(Stored items)
══════════════════════════════

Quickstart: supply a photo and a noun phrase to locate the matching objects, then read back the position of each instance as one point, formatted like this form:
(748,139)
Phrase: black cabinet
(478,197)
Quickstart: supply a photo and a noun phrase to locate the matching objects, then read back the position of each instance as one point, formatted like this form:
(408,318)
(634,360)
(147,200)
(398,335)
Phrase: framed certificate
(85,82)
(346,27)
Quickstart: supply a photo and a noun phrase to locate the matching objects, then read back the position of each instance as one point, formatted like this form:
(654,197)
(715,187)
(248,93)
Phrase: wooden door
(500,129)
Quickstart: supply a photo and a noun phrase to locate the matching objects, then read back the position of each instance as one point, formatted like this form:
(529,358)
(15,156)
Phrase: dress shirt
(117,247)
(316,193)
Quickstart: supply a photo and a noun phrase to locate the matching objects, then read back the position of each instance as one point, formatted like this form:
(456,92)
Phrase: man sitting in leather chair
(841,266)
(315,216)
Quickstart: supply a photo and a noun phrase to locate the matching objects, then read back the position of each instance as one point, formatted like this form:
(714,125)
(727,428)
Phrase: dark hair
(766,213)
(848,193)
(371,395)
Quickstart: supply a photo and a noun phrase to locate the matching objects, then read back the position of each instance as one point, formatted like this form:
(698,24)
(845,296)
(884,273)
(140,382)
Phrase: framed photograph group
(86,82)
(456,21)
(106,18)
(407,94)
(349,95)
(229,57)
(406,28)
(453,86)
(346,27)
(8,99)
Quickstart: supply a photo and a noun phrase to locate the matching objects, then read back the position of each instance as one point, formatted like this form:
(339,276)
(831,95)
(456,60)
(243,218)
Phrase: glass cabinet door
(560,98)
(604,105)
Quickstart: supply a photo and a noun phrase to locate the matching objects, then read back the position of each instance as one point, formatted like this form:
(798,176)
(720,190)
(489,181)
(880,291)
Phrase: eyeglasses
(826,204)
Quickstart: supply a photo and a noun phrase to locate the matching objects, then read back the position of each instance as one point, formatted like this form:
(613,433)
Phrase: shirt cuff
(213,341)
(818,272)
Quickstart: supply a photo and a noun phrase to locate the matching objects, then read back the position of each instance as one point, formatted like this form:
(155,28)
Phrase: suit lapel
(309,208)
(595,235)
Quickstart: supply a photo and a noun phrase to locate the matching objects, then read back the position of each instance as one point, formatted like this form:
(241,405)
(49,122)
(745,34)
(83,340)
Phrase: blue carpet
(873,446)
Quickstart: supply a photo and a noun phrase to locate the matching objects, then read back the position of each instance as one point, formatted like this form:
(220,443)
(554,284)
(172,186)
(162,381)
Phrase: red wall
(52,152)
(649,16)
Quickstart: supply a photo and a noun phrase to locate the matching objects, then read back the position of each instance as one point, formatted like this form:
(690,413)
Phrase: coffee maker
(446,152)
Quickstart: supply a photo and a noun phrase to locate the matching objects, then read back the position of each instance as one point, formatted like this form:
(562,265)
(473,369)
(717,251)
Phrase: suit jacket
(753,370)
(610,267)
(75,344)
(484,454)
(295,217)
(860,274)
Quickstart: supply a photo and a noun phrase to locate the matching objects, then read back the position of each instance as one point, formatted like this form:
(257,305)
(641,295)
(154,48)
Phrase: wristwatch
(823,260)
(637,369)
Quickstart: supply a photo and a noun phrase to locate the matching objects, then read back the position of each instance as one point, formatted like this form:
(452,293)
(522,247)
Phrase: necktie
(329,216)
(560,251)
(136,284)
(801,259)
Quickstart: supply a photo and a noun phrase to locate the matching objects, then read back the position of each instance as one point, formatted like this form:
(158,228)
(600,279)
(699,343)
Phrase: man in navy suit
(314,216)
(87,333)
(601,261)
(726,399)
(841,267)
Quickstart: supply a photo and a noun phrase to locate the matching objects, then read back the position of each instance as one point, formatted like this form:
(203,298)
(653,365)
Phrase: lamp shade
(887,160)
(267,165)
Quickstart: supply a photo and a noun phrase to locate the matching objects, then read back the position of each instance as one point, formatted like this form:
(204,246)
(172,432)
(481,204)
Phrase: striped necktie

══════════════════════════════

### Task objective
Restate each record word for word.

### Answer for the task
Quickstart: supply a photo and a noun phrase to locate the matching objects, then read back the position of each instance as one point, formatted like this form:
(748,139)
Phrase: black cabinet
(478,197)
Quickstart: supply a photo and a noun phrase to locate the matching objects, then read back the position of each instance as one point, formatted like this form:
(408,318)
(634,360)
(147,200)
(398,335)
Phrase: framed certificate
(85,82)
(346,27)
Quickstart: supply a photo and a noun phrase to locate the matching objects, then read back the position of each instance as one point, formatted like this form:
(654,197)
(715,187)
(248,93)
Phrase: wooden door
(500,129)
Quickstart: supply a photo and a noun phrase to locate the matching objects, then read back the position of each instance as one point, formatted like this form:
(529,358)
(15,156)
Phrase: dress shirt
(117,247)
(316,193)
Quickstart: supply a photo and a noun phrase to locate the matching objects, then read back the position of each instance as one point, formatted like this form:
(456,92)
Phrase: man sitting in leather chair
(841,266)
(315,216)
Quickstart: supply a photo and a noun phrase to locate the matching objects, then read back the position of each instance as one point, formatted like this form:
(714,125)
(727,428)
Phrase: dark hair
(766,213)
(848,193)
(371,395)
Quickstart: supply a photo and a noun phrase to locate the matching objects, then read back the position of each instance as one point, formatted like this form:
(698,24)
(845,296)
(884,273)
(140,382)
Phrase: framed photograph group
(86,82)
(456,21)
(106,18)
(407,94)
(349,95)
(229,57)
(406,28)
(453,86)
(346,27)
(8,99)
Quickstart: supply a photo and a noun phrase to locate the matching objects, then read back the position of each instance as one point, formatted like this form:
(339,276)
(831,95)
(456,60)
(243,218)
Phrase: glass cabinet door
(560,98)
(604,105)
Quickstart: supply a photo and a noun phrase to locate the matching objects, then read back the position of each instance as one point, formatted like this form:
(798,176)
(720,190)
(489,181)
(880,291)
Phrase: eyeglasses
(826,204)
Quickstart: supply a photo and a noun phrase to locate the matching objects, then read back the position of each instance as one point, formatted like this form:
(613,433)
Phrase: shirt cuff
(213,341)
(818,272)
Quickstart: supply a photo and a noun phrase to locate the matching objects, then read back the position of each instance as one point, formatted like this form:
(155,28)
Phrase: suit lapel
(309,208)
(595,235)
Quickstart: supply a photo and a noun phrase to locate the matching objects, then read back the position of each instance as one point, formatted like this form:
(241,405)
(49,122)
(745,34)
(83,340)
Phrase: blue carpet
(873,446)
Quickstart: supply a photo and a noun phrase to locate the matching objects, then read back the position of each instance as one point, formatted like this form:
(220,443)
(554,284)
(172,186)
(162,381)
Phrase: red wall
(52,152)
(649,16)
Quickstart: supply a photo and a noun phrase to locate the matching objects, then read back the position of each instance as one point, formatted like this form:
(690,413)
Phrase: coffee maker
(446,152)
Quickstart: supply a photo and a noun phrase to locate the matching objects, then read back the position of each instance as one point, formatted like this form:
(562,265)
(473,369)
(717,251)
Phrase: suit jacket
(753,370)
(610,267)
(75,344)
(484,454)
(295,217)
(860,274)
Quickstart: supply a photo and a noun phrase to locate the matching objects, then read back the position of each instance as one point, formatted like this form:
(257,305)
(641,295)
(154,48)
Phrase: wristwatch
(823,260)
(637,369)
Quickstart: supply a photo and a noun phrase to locate the matching objects, then read back the position of each instance as one point, formatted like this form:
(452,293)
(522,247)
Phrase: necktie
(329,216)
(560,251)
(136,284)
(801,259)
Quickstart: supply a photo and a noun phrase to locate the matching objects, then read back the position of each instance as one point, formatted like this form:
(158,228)
(600,279)
(699,343)
Phrase: man in navy suit
(314,216)
(87,333)
(601,261)
(726,399)
(841,267)
Quickstart: supply a photo and a noun phrase to locate the matching objects, then read back the position of each instance as one point, formatted like this form:
(203,298)
(653,365)
Phrase: lamp shade
(887,160)
(267,165)
Quickstart: supply a photo and a noun phrase to locate the matching objects, then read back the position of each instance as one point, formatted like this form:
(204,246)
(172,432)
(481,204)
Phrase: striped necktie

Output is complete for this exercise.